Problem description:
Count the lines in the records below that contain the word "positive", and reply with the number alone.

** Opening Listed entries block **

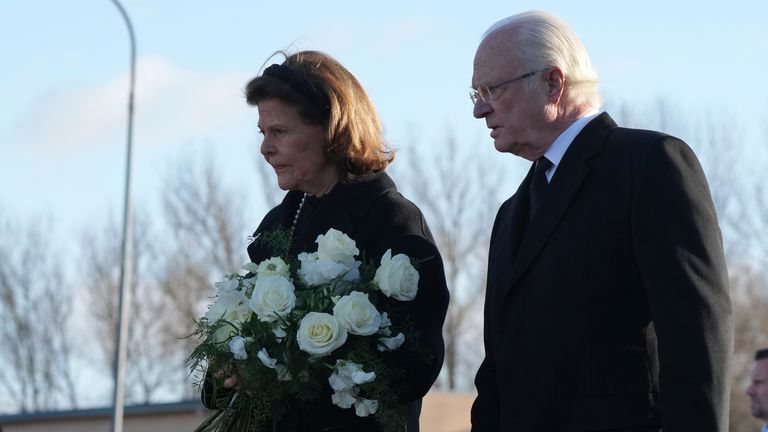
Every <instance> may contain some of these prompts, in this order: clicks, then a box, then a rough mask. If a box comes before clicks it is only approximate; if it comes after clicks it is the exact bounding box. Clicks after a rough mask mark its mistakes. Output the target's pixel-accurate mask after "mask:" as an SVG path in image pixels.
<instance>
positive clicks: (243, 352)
mask: <svg viewBox="0 0 768 432" xmlns="http://www.w3.org/2000/svg"><path fill="white" fill-rule="evenodd" d="M229 350H230V351H231V352H232V354H234V355H235V360H245V359H247V358H248V353H247V352H245V339H244V338H243V337H242V336H235V337H233V338H232V340H230V341H229Z"/></svg>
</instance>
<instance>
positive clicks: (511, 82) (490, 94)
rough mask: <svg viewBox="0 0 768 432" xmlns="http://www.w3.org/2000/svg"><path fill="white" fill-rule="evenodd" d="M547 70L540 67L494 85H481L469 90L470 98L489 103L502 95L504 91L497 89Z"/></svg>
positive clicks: (475, 100) (474, 101) (505, 86)
mask: <svg viewBox="0 0 768 432" xmlns="http://www.w3.org/2000/svg"><path fill="white" fill-rule="evenodd" d="M545 70H546V69H540V70H537V71H533V72H528V73H527V74H523V75H520V76H519V77H517V78H512V79H511V80H508V81H503V82H500V83H498V84H494V85H492V86H482V87H479V88H478V89H477V90H475V89H473V90H472V91H470V92H469V98H470V99H471V100H472V104H477V100H478V99H480V100H482V101H483V102H486V103H488V102H490V101H492V100H496V99H498V98H499V97H501V93H502V92H500V91H497V90H502V89H504V88H506V87H507V86H508V85H510V84H512V83H513V82H515V81H520V80H522V79H525V78H528V77H532V76H534V75H536V74H537V73H539V72H543V71H545Z"/></svg>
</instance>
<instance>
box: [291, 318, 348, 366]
mask: <svg viewBox="0 0 768 432" xmlns="http://www.w3.org/2000/svg"><path fill="white" fill-rule="evenodd" d="M296 340H297V342H298V343H299V348H300V349H301V350H302V351H305V352H308V353H310V354H316V355H321V356H322V355H326V354H330V353H331V352H332V351H333V350H335V349H336V348H338V347H340V346H342V345H344V342H346V341H347V330H346V329H345V328H344V326H342V325H341V324H339V322H338V321H337V320H336V318H334V317H333V315H330V314H327V313H322V312H310V313H308V314H306V315H305V316H304V318H302V319H301V323H300V324H299V331H298V332H297V334H296Z"/></svg>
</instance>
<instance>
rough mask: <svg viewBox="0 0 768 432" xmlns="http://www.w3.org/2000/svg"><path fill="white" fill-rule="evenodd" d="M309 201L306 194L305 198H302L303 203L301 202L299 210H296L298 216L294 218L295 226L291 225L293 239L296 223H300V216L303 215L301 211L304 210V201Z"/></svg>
mask: <svg viewBox="0 0 768 432" xmlns="http://www.w3.org/2000/svg"><path fill="white" fill-rule="evenodd" d="M306 200H307V193H306V192H304V196H302V197H301V202H299V208H297V209H296V214H295V215H294V216H293V224H292V225H291V237H293V232H294V231H295V230H296V222H298V221H299V214H301V209H302V208H304V201H306Z"/></svg>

** Closing Listed entries block **

Exercise solution:
3